#### Matériel fourni
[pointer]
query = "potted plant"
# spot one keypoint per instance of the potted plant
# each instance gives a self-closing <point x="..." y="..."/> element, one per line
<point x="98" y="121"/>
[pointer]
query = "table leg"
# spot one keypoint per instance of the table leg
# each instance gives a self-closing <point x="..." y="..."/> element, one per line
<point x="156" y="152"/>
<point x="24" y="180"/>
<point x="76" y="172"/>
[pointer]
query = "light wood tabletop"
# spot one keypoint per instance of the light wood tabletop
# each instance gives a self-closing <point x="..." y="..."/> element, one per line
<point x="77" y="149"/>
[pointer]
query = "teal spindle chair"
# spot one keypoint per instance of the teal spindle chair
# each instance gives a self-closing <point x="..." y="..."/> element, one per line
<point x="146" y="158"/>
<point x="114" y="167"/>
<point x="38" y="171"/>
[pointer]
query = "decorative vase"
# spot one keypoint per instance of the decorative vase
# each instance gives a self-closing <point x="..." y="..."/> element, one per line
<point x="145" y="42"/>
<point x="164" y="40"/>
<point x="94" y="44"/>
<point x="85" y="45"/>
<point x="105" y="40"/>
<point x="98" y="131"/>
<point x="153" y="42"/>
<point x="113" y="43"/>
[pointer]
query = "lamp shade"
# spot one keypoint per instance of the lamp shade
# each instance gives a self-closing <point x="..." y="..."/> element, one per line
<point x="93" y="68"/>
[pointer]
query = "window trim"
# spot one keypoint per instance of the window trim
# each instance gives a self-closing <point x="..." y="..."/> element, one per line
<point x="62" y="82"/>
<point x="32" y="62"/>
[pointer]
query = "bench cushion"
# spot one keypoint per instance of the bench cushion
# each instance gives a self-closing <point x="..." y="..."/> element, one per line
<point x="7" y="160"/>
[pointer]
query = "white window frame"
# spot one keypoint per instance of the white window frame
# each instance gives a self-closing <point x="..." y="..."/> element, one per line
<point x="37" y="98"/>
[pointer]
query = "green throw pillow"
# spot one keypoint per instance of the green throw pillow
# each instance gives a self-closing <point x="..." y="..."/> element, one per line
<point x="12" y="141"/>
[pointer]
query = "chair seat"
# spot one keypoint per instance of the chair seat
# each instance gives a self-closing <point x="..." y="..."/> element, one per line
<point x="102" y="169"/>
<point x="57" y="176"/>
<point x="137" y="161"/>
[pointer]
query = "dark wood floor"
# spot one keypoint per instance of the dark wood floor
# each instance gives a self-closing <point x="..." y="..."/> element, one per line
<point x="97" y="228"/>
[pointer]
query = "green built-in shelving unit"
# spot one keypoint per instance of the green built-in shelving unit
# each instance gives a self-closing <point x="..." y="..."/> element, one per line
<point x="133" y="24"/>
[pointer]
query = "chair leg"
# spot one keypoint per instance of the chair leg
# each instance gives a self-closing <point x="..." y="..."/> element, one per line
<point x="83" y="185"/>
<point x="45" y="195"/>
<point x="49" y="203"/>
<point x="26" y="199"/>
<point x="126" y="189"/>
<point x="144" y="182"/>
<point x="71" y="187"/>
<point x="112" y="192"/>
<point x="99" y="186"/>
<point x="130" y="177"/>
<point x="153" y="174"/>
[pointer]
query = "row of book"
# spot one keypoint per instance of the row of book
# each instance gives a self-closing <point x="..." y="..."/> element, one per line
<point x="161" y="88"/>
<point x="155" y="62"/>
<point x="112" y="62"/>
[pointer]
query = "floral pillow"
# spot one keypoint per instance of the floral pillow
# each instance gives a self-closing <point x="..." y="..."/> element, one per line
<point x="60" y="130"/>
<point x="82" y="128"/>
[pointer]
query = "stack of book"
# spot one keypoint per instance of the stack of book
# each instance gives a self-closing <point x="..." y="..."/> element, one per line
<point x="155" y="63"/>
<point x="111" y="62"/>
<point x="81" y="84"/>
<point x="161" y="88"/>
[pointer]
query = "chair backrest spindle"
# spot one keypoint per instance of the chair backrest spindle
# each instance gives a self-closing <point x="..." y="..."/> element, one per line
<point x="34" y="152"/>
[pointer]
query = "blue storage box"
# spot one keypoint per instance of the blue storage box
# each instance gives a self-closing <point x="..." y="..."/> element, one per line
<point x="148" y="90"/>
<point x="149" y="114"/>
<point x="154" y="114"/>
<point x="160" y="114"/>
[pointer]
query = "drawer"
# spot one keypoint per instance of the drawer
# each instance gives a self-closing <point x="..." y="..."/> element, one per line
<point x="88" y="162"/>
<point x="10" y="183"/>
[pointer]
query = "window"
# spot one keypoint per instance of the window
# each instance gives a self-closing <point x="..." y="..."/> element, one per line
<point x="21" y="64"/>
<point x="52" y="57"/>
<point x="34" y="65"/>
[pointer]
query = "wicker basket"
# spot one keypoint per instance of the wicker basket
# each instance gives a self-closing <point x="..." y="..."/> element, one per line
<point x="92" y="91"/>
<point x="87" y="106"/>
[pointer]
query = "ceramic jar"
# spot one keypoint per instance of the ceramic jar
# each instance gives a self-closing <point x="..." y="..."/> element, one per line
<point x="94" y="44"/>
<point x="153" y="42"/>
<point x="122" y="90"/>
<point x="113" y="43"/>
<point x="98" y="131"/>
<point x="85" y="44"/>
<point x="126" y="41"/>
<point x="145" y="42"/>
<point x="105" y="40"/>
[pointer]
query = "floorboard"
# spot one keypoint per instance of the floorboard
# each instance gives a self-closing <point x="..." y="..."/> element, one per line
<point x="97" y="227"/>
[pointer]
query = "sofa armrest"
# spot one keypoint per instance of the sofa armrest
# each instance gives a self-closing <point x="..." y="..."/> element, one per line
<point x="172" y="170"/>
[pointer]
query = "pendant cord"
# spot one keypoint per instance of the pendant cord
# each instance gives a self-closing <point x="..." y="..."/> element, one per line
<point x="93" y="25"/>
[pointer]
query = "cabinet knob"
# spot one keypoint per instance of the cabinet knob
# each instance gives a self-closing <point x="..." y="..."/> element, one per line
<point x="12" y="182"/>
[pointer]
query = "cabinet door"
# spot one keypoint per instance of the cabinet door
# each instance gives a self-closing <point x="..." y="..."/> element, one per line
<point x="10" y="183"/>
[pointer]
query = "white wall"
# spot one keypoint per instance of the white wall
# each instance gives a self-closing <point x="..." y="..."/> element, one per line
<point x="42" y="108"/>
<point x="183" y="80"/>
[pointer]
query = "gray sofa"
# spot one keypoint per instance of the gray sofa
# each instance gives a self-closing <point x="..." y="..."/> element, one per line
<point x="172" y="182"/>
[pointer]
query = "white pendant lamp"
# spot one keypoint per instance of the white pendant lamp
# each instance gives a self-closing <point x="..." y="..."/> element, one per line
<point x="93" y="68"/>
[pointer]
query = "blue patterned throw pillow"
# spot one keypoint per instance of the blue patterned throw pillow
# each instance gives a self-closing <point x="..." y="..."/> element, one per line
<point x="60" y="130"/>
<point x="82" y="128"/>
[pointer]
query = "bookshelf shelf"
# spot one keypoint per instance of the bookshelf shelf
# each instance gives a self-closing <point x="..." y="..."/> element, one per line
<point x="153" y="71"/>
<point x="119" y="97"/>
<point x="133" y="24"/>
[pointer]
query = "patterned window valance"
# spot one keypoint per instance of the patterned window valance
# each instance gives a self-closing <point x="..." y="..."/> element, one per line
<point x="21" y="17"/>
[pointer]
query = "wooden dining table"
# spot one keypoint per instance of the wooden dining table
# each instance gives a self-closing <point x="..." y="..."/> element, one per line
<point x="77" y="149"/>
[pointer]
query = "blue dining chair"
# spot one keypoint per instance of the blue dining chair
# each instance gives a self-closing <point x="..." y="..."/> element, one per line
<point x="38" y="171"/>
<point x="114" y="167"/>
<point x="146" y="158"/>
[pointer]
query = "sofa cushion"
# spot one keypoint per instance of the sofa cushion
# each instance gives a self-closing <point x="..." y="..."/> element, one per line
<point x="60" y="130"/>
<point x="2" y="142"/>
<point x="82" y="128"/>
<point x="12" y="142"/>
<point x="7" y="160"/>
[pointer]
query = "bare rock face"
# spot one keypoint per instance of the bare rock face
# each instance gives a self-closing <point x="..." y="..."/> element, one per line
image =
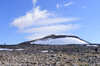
<point x="49" y="59"/>
<point x="53" y="50"/>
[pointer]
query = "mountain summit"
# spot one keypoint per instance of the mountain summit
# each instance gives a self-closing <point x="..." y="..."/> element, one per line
<point x="59" y="40"/>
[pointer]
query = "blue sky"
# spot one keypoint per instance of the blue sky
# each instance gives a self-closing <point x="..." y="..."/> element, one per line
<point x="22" y="20"/>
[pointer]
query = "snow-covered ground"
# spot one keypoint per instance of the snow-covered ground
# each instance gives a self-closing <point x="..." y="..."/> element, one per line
<point x="60" y="41"/>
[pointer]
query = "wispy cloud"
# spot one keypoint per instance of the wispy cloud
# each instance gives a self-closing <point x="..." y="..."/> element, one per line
<point x="34" y="2"/>
<point x="68" y="4"/>
<point x="39" y="22"/>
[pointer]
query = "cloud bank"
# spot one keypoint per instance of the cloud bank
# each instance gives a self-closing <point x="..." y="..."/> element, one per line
<point x="38" y="23"/>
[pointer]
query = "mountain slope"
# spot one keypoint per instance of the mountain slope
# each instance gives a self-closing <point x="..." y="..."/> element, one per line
<point x="59" y="40"/>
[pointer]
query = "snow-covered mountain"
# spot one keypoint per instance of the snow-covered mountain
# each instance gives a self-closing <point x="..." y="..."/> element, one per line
<point x="59" y="40"/>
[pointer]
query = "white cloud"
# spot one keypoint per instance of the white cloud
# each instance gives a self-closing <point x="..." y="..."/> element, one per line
<point x="84" y="6"/>
<point x="30" y="17"/>
<point x="52" y="29"/>
<point x="57" y="5"/>
<point x="39" y="23"/>
<point x="68" y="4"/>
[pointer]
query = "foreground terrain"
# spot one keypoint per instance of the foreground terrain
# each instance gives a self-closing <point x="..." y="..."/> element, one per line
<point x="53" y="50"/>
<point x="48" y="55"/>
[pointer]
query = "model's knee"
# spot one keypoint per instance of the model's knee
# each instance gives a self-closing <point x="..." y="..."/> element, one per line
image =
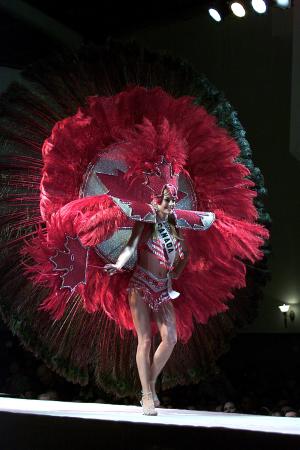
########
» Consigne: Comptez les lignes des éléments ci-dessus qui contiennent la chaîne « foreground ». Indiquez uniquement ce nombre.

» Résultat: 2